═══ Zu lesender Text

Mächte, Rechte und Gerechte

Zur Vorbereitung auf die Wahlen werden in Russland neue Parteien gegründet. Oppositionelle Aktivitäten sind von ihnen allerdings nicht zu erwarten.

In Russland lebt man zwar gezwungenermaßen mit vielen Unwägbarkeiten, aber wenn es um Parlaments- oder Präsidentschaftswahlen geht, wird nur wenig dem Zufall überlassen. Der Plan geht über alles und muss erfüllt werden. In der Vergangenheit wurden Risiken durch die Mobilisierung jenes Teils der Bevölkerung minimiert, der von staatlichen Löhnen, Renten oder sonstigen Zuschüssen abhängig ist. Zudem verfügt die Partei von Premierminister Wladimir Putin, Einiges Russland, über jede Menge weiterer Einflussmöglichkeiten, die man zusammenfassend gerne als »administrative Ressourcen« bezeichnet.

══════
═══ Datenauszüge

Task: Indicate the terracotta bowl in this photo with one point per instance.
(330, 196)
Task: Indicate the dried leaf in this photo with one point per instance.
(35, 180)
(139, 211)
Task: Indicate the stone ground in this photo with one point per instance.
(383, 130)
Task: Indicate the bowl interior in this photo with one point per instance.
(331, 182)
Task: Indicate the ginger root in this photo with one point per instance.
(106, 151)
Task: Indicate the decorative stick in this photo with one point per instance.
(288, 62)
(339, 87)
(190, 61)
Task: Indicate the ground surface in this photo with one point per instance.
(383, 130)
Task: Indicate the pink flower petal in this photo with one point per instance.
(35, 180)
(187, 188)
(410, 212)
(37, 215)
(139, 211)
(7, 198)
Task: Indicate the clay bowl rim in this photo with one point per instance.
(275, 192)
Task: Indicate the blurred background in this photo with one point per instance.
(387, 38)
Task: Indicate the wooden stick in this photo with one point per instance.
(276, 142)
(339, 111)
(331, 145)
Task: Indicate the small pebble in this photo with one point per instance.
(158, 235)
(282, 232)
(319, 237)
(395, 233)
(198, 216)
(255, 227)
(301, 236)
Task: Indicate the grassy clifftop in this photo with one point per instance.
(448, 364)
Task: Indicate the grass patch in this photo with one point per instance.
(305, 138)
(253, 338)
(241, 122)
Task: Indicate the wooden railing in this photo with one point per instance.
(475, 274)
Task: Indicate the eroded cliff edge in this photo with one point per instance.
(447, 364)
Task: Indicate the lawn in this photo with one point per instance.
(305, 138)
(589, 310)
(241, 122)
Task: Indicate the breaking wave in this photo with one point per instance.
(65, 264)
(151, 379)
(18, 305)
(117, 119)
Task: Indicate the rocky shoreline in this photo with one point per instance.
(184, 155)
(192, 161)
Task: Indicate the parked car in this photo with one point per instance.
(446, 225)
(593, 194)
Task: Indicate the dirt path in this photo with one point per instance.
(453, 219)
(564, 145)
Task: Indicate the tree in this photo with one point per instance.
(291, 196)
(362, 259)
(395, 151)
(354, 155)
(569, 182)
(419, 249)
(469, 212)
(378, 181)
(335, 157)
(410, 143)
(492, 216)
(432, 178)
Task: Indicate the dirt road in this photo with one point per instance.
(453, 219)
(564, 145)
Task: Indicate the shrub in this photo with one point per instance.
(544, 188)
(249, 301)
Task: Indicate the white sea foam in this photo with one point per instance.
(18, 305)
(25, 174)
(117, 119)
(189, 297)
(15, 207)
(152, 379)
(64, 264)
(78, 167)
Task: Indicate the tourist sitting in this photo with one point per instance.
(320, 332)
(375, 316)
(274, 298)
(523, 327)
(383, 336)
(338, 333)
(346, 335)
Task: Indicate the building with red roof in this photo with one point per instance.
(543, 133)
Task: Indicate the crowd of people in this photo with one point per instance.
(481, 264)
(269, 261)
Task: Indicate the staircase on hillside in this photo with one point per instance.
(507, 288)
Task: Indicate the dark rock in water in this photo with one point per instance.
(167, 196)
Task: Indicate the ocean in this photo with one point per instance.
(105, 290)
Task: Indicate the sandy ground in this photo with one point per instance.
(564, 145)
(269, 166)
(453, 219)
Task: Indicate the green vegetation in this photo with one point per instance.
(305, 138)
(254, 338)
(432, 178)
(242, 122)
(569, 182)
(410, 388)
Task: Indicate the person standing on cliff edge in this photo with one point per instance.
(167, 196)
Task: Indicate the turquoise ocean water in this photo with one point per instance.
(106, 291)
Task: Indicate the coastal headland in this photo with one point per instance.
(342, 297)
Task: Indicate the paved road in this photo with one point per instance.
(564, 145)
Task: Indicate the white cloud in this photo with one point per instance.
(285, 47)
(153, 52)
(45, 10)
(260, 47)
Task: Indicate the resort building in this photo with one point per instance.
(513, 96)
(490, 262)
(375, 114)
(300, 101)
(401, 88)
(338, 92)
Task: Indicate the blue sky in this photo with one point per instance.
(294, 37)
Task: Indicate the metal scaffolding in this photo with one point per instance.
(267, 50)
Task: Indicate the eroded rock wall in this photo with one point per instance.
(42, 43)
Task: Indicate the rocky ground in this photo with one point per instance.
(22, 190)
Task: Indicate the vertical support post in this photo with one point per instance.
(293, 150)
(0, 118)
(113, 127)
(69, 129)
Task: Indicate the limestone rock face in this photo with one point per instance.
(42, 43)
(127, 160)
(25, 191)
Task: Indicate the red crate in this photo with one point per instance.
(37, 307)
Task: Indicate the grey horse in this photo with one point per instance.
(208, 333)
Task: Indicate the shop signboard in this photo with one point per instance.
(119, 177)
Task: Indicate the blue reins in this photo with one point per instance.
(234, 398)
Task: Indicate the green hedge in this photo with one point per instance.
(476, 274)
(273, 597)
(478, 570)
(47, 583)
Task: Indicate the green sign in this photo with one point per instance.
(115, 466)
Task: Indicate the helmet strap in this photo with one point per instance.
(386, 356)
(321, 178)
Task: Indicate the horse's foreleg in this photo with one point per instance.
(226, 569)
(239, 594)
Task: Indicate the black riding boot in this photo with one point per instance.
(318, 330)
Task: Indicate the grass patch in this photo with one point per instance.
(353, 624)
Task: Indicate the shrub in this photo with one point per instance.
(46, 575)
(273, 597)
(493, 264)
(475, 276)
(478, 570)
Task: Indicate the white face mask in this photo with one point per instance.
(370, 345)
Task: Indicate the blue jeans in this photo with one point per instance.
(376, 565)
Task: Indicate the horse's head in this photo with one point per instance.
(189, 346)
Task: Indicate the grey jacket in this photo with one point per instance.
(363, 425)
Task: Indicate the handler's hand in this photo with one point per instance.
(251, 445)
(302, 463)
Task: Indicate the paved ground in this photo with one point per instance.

══════

Zu erledigende Aufgaben —
(1) Wie heißt im Text über die Wahlen in Russland die Partei von Premierminister Wladimir Putin?
(2) Schreib den Text über die Wahlen in Russland im Anschluss an seinen letzten Satz weiter.
Die Liste ist eigenständiges Material und gehört nicht zum Text.

Ergebnisse der Aufgaben —
(1) Einiges Russland.

(2)
Damit im Dezember, wenn über die Zusammensetzung der neuen Duma abgestimmt werden soll, ein vorzeigbares Ergebnis herauskommt, haben sich die Ideologen und Strategen der Regierung dieses Mal einige neue Ideen einfallen lassen. Das mussten sie auch, denn Umfragen zufolge könnte das Einige Russland weniger als 60 Prozent der Stimmen erhalten und die angestrebte Zweidrittelmehrheit verfehlen. Als Maßstab dienen zudem die Regionalwahlen vom März dieses Jahres. Die bescherten der führenden Partei zwar 68 Prozent der Stimmen, aber trotz des Erfolgs lösten sie eine parteiinterne Debatte aus, die zahlreiche Probleme offenlegte.

Andrej Isajew, Sekretär im Parteipräsidium und für die Ideologie verantwortlich, nannte Anfang April drei Hindernisse auf dem Weg zum Wahlsieg: das Auftauchen einer »neuen sozialen Gruppe«, die dem Einigen Russland mit echter Abneigung begegne, den übermäßigen Einsatz »administrativer Ressourcen« und die sichtbare Präsenz sogenannter Rechter im Machtapparat, die der Partei den Kampf angesagt hätten. Womit keineswegs Konservative oder Faschisten gemeint sind, sondern Wirtschaftsliberale, die versuchen, ihren Einfluss jenseits des bestehenden Parteiensystems auszudehnen.

Um der realen Nachfrage nach einer wirtschaftsliberalen Partei mit einer formal unabhängigen, aber kontrollierbaren Organisation zu begegnen, reanimierte die Regierung die im November 2008 aus drei anderen Parteien hervorgegangene Rechte Sache. Deren Führung hatte von Anfang an ihre Loyalität gegenüber dem russischen Präsidenten Dmitrij Medwedjew bekundet, aber für einen effektiven Einsatz fehlte der Partei bis vor kurzem ein geeigneter Vorsitzender.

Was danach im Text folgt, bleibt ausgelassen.